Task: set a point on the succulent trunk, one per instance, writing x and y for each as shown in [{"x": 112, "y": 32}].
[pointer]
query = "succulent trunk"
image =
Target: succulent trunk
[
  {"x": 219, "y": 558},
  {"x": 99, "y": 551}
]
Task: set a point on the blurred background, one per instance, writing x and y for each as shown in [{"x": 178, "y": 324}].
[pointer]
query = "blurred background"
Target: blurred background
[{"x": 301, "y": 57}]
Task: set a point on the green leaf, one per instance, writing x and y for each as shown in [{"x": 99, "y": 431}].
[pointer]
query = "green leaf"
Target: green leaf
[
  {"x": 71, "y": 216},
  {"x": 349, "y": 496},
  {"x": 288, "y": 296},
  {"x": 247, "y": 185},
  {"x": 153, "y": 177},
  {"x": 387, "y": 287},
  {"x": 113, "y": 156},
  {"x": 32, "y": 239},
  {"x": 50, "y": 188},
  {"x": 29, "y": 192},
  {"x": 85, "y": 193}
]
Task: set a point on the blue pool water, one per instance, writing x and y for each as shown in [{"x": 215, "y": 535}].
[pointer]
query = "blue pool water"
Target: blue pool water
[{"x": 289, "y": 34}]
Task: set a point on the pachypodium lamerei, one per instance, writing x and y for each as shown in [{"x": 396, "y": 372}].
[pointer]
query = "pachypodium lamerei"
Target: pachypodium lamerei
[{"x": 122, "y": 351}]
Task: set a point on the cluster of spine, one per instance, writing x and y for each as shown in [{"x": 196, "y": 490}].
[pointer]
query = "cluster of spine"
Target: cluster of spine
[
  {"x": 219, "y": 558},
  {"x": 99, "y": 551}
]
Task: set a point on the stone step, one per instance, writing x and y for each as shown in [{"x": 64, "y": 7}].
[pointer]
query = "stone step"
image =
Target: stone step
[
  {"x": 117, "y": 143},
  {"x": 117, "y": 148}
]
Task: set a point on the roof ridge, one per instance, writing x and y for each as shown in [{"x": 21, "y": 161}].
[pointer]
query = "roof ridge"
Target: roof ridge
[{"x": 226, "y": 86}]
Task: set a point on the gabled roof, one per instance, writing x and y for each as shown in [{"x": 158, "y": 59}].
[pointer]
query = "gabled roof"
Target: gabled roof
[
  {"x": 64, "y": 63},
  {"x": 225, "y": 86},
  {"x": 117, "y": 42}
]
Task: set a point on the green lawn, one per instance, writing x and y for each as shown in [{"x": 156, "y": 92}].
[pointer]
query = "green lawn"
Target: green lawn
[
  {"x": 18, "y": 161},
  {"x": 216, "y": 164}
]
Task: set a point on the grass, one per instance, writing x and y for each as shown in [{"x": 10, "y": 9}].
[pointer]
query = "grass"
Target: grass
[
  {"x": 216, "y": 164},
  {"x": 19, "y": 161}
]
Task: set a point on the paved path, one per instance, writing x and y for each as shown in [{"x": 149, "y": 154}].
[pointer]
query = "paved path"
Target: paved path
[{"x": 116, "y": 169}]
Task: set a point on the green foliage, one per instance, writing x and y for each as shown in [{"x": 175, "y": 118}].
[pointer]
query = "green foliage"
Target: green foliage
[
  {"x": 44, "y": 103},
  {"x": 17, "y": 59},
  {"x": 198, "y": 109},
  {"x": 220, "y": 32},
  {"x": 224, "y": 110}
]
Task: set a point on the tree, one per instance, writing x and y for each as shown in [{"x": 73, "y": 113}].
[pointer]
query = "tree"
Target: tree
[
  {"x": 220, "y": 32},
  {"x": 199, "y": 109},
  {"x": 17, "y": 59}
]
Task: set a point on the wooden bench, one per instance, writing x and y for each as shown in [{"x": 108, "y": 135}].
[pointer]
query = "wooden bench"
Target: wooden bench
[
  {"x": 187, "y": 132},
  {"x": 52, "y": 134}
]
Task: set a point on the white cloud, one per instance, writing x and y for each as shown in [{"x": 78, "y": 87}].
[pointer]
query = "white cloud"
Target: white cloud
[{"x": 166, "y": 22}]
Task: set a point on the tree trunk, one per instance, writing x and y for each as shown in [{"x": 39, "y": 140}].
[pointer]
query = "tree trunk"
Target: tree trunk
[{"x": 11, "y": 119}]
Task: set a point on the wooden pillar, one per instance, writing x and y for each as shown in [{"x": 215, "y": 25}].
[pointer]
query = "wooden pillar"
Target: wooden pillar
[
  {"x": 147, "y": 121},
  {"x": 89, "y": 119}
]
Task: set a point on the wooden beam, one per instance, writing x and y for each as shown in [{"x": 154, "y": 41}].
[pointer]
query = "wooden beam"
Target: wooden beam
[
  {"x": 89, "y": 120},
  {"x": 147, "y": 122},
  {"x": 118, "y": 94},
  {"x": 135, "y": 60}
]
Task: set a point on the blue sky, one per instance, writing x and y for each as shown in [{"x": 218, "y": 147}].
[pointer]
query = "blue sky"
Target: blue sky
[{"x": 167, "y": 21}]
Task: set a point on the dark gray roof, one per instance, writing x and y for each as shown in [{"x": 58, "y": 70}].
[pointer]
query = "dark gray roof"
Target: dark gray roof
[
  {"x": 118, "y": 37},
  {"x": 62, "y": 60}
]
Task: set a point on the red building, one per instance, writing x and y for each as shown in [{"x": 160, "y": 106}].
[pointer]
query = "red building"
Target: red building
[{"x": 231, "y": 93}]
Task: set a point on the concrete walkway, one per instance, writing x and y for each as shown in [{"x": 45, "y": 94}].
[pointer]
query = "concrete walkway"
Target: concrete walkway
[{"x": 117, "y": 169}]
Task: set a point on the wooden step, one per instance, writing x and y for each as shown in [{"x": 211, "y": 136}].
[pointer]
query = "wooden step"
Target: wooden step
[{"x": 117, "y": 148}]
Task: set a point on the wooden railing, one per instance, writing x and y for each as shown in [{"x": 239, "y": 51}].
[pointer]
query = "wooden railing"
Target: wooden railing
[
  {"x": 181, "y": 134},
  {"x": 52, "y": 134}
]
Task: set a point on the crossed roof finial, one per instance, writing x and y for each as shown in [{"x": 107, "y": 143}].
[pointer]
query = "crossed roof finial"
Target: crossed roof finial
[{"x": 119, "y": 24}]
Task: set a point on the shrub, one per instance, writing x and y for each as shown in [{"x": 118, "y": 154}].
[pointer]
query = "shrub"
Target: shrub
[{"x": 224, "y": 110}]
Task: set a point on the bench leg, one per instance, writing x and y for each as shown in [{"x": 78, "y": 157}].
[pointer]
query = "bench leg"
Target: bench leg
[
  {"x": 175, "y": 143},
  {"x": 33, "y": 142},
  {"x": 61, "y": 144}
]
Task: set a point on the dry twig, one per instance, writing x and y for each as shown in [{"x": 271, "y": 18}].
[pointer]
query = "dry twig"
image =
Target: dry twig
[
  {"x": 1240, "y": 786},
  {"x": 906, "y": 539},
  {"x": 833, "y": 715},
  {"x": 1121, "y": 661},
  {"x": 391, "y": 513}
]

• • • •

Take the line with "Task: set a point on the shrub, one" and all lines after it through the end of the records, and write them out exactly; include nothing else.

REPLY TO THE EXERCISE
Task: set a point on the shrub, one per instance, writing x and y for each as shown in [{"x": 118, "y": 154}].
[pointer]
query = "shrub"
Target: shrub
[{"x": 224, "y": 110}]
Task: set a point on the bench leg, one per instance, writing x and y for each as shown in [{"x": 78, "y": 157}].
[pointer]
query = "bench leg"
Target: bench leg
[
  {"x": 175, "y": 143},
  {"x": 33, "y": 142},
  {"x": 61, "y": 144}
]
Task: set a point on the dry twig, one per instance, writing x and y for each as shown in [{"x": 271, "y": 18}].
[pointer]
query = "dry twig"
image =
Target: dry twig
[
  {"x": 1240, "y": 786},
  {"x": 906, "y": 539},
  {"x": 833, "y": 715},
  {"x": 1121, "y": 661},
  {"x": 391, "y": 513}
]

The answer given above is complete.